§ **Named object pointing items**:
——

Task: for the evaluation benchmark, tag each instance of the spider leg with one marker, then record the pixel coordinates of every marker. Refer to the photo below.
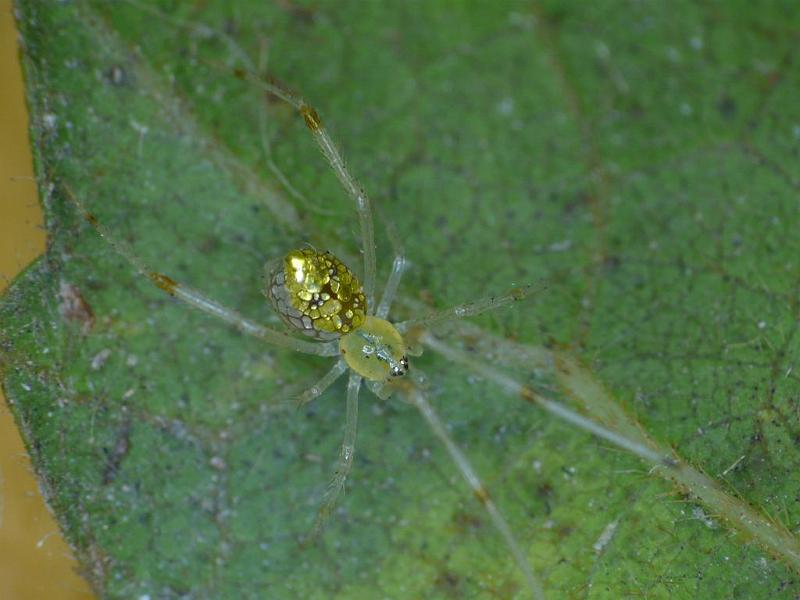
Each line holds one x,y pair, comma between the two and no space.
345,461
195,298
640,449
416,398
266,150
336,162
469,309
398,267
322,384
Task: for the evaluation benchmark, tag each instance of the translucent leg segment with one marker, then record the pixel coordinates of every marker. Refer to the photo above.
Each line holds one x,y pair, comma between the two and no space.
398,267
390,291
416,398
469,309
345,462
555,408
336,162
323,384
198,300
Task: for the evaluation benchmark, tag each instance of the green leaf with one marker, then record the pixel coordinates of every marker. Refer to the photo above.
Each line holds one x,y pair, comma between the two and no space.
640,159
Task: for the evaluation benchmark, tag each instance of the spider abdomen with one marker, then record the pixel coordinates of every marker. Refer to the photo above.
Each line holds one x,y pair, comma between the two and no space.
317,294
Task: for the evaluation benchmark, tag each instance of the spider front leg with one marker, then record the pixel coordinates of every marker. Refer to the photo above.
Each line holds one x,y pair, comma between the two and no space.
322,384
195,298
345,462
337,164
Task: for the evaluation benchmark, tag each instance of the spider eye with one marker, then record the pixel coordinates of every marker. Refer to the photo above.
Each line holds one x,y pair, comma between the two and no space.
375,351
316,293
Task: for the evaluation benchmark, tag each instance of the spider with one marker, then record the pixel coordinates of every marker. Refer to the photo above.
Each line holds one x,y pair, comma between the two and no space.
318,296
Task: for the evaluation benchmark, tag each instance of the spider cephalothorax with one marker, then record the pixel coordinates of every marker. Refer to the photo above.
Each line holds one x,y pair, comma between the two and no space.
317,294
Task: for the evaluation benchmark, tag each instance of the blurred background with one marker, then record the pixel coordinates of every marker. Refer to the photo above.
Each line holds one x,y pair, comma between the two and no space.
35,562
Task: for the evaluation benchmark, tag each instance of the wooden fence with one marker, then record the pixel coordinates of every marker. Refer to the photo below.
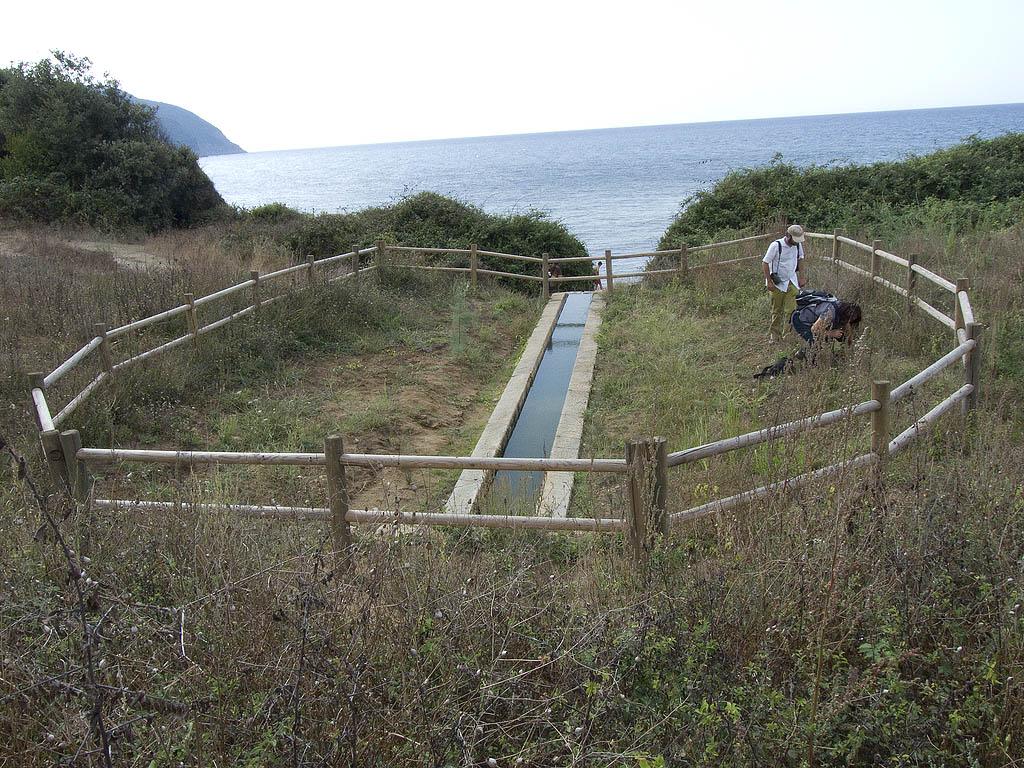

——

§ **Exercise task**:
Reproduce every line of the items from the line containing "of the blurred" through the end of the items, shifting each coordinate value in the answers up by 22. Omit the pictures from your response.

§ **Result for this exercise**:
Task: for the evaluation benchmark, tag each instance of the blurred background with one marker, then record the pixel coordinates of every marker. Refer to the photo above.
Each line holds one x,y pair, comma between the two and no space.
57,584
Task: for the evaluation benchmark, tag each instance of the wooden fence with one marker, then record the pixel coordinates of every marker. Refer to the photo below.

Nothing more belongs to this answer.